▸ What you have to do: Reproduce all of the lines below word for word, leaving out the pictures.

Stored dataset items
<<<<
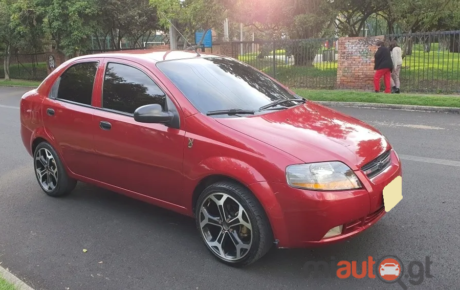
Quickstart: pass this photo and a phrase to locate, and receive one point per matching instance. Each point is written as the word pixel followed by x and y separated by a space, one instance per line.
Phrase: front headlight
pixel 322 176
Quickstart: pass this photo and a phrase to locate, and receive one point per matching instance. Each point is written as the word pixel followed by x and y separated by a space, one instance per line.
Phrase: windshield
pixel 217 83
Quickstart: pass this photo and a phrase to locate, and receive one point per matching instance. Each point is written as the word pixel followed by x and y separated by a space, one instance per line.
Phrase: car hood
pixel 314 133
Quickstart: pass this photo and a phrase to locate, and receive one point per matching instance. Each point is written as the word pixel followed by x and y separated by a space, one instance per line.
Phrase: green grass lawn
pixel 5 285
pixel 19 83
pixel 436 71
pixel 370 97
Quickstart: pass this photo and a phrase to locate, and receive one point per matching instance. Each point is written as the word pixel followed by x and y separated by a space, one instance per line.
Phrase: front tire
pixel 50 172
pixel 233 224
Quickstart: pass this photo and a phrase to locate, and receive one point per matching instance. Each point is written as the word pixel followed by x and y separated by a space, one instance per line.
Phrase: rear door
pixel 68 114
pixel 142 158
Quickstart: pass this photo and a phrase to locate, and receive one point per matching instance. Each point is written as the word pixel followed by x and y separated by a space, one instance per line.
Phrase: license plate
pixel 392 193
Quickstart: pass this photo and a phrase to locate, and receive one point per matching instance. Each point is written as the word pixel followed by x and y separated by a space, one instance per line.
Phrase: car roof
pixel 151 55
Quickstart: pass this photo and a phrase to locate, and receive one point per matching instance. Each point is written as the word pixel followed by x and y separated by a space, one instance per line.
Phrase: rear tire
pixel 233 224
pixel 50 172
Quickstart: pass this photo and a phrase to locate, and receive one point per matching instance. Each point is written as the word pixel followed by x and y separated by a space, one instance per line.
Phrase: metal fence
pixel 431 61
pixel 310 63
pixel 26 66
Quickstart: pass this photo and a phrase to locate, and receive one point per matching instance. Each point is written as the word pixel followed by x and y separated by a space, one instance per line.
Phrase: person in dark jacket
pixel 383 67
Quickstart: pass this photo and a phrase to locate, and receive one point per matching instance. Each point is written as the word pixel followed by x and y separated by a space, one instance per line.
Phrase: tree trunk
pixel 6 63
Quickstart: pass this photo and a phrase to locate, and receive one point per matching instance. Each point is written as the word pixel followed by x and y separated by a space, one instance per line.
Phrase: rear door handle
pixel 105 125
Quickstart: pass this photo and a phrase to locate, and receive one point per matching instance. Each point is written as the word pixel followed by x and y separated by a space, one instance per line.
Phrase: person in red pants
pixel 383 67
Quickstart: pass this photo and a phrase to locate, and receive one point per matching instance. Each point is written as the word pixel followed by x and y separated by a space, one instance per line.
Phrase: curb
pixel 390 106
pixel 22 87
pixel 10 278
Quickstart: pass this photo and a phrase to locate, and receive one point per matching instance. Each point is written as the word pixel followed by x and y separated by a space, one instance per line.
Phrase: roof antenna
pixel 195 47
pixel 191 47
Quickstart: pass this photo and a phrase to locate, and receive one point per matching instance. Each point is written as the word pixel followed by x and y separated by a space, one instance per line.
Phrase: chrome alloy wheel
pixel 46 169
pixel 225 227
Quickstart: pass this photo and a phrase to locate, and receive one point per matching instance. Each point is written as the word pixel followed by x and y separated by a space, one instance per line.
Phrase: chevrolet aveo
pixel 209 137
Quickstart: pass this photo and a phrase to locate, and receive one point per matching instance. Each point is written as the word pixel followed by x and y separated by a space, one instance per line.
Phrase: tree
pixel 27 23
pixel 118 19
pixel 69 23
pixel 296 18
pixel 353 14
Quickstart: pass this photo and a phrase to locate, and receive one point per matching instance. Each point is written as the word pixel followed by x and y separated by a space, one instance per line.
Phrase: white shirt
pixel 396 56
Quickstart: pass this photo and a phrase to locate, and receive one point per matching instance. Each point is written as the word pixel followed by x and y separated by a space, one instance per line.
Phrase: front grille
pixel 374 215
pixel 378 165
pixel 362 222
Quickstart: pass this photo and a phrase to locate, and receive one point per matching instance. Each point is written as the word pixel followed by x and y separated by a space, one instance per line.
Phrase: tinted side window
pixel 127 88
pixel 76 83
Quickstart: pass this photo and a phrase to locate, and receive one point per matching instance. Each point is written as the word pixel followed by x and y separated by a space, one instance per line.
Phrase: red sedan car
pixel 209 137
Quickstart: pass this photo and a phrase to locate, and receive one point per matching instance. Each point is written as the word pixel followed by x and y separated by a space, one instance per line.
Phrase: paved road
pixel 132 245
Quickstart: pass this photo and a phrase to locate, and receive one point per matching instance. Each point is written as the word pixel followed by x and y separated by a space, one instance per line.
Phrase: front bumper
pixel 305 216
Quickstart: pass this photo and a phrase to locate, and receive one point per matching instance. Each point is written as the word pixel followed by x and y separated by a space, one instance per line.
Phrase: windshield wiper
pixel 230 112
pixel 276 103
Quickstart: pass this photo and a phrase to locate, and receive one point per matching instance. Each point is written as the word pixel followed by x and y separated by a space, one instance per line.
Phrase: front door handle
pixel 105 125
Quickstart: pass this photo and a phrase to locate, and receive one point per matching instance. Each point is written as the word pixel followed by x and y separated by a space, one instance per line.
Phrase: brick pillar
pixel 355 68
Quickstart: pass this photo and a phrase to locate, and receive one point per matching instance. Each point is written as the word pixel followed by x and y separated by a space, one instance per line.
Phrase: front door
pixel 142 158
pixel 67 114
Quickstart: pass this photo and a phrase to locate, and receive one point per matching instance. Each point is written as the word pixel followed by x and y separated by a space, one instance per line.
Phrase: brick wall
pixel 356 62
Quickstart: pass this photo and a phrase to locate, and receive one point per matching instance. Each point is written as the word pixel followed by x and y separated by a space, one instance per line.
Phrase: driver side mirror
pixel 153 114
>>>>
▸ Written response:
Quickstart: pass this photo and a phrase to locate, and receive one point per matching instance. Each point is written as the word pixel followed by x and y separated by a space, one instance per line.
Phrase: front headlight
pixel 322 176
Quickstart: pass this photo and a phrase to locate, and receive one point per matching instance. Each point is written as the word pixel followed by x and y separated by a space, one instance per line.
Phrase: windshield
pixel 217 83
Quickstart: pass this photo and a phrase to locate, and receive one point per matching instance. Each point is written as the word pixel followed by x and y separated by a space, one instance per line.
Phrase: car hood
pixel 314 133
Quickstart: pass this photo and a phrase to locate, and receive one point per matching instance. Each point is written as the word pixel followed by x and y separated by a space, one instance per line.
Phrase: green grass lawn
pixel 5 285
pixel 19 83
pixel 436 71
pixel 370 97
Quickstart: pass this photo and a phrase to locate, and receive one point per matching instance. Each point is written as the word pixel followed by x and y separated by a space, one instance per line.
Phrase: front tire
pixel 50 172
pixel 233 224
Quickstart: pass this photo and a phrase to locate, and receive one point per matching instance. Each point is written as the word pixel followed by x and y separated by a space, one instance per line.
Phrase: rear door
pixel 68 114
pixel 142 158
Quickstart: pass this photo and a phrase to locate, and receive one point per matching instance. Each point is written as the word pixel followed by x and y separated by a space, one instance per line.
Phrase: license plate
pixel 392 193
Quickstart: pass this photo and a phrase to locate, and receive one point per matching instance. Each point is written as the word pixel followed by x and y separated by a space, one instance per line.
Phrase: car roof
pixel 151 55
Quickstart: pass this photo and a phrase to locate, and receive one point per matching instance. Each point is written as the word pixel followed by x and y separated by a space, one instance per line.
Phrase: rear tire
pixel 233 224
pixel 50 172
Quickstart: pass this photo and a phrase to locate, and receive one point per matching instance. Each point is written as the word pixel followed by x and y separated by a space, one instance per line.
Phrase: metal fence
pixel 431 61
pixel 310 63
pixel 26 66
Quickstart: pass this photo and a phrase to locate, and receive one point per matching instance. Each point is written as the word pixel followed by x and y separated by a space, one instance per line.
Phrase: person in dark jacket
pixel 383 67
Quickstart: pass this photo and a phrase to locate, and receive one point per matching instance. Each point is written as the word pixel followed by x and y separated by a space, one instance per line.
Phrase: tree trunk
pixel 6 63
Quickstart: pass this photo and a phrase to locate, and receive one point per matching instance. Each point is written as the word pixel followed by x and y separated by a space, one instance per line.
Phrase: rear door handle
pixel 105 125
Quickstart: pass this photo and a phrase to locate, and receive one point per matching instance. Each point is written as the word pixel followed by x and y separated by a space, one instance per line.
Phrase: person in red pants
pixel 383 67
Quickstart: pass this photo and a phrase to locate, and receive one point per matching instance. Each point is written as the word pixel followed by x and y separated by a space, one instance per line.
Phrase: curb
pixel 390 106
pixel 22 87
pixel 10 278
Quickstart: pass this photo and a phrase to locate, and receive one point per matching instance. Each point is written as the word pixel followed by x and y separated by a space, one instance per line.
Phrase: roof antenna
pixel 195 47
pixel 191 47
Quickstart: pass this photo and a phrase to locate, and receive one point per matching instance. Each point is written as the word pixel followed by x and y separated by a space, one instance per line.
Phrase: chrome alloy wheel
pixel 46 169
pixel 225 227
Quickstart: pass this photo and a phrase to locate, and receive one point per matching instance. Each point is written as the word pixel followed by x and y separated by a space, one instance per line.
Phrase: chevrolet aveo
pixel 209 137
Quickstart: pass this photo and a phrase to locate, and receive one point per matching instance. Each point is written as the word pixel followed by x and y separated by a space, one instance per line.
Phrase: tree
pixel 27 23
pixel 118 19
pixel 69 23
pixel 296 18
pixel 353 14
Quickstart: pass this photo and a phrase to locate, and receive one point per matching instance. Each point is written as the word pixel followed by x and y separated by a space, one instance per line.
Phrase: white shirt
pixel 396 56
Quickstart: pass this photo and a phrase to locate, and receive one point per matching instance. Each point is written as the word pixel followed by x and y separated by a space, one instance per line.
Phrase: front grille
pixel 374 215
pixel 378 165
pixel 362 222
Quickstart: pass this photo and a phrase to locate, and receive one point per matching instance. Each point is written as the word pixel followed by x and y separated by a space, one instance per line.
Phrase: tinted side window
pixel 127 88
pixel 76 83
Quickstart: pass this photo and a phrase to locate, and receive one point per matching instance. Each point is written as the word pixel followed by x and y separated by a space, one instance per line.
Phrase: red sedan car
pixel 209 137
Quickstart: pass this photo and a phrase to locate, and receive one point per matching instance. Each point is written as the word pixel followed by x and y separated by a space, one instance per line.
Phrase: paved road
pixel 132 245
Quickstart: pass this photo and a phrase to locate, and receive one point per matching instance. Each point is written as the word pixel followed by x and y separated by a space, one instance per line.
Phrase: front bumper
pixel 305 216
Quickstart: pass this photo and a phrase to locate, and receive one point per matching instance. Each point is written as the word pixel followed by x and y separated by a space, one instance per line.
Phrase: windshield wiper
pixel 230 112
pixel 276 103
Quickstart: pass this photo and a phrase to locate, and receive one point per matching instance. Each point is written as the word pixel followed by x and y separated by a space, one instance per line.
Phrase: front door handle
pixel 105 125
Quickstart: pass this photo and a phrase to locate, and receive one point per matching instance. Each point is written as the word pixel followed by x and y separated by a space, one instance per line.
Phrase: brick pillar
pixel 355 68
Quickstart: pass this photo and a phrase to locate, and receive one point per matching instance. Each point is written as the word pixel followed by x and y separated by a space, one instance per line.
Phrase: front door
pixel 142 158
pixel 67 114
Quickstart: pass this photo and a phrase to locate, and receive one point per matching instance. Each point is written as the word pixel followed by x and y separated by a space, one instance per line.
Phrase: brick wall
pixel 356 62
Quickstart: pass this photo and a phrase to locate, and receive one point per matching instance. Each point is written as the word pixel followed by x and y separated by a space, one instance per line.
Phrase: driver side mirror
pixel 153 114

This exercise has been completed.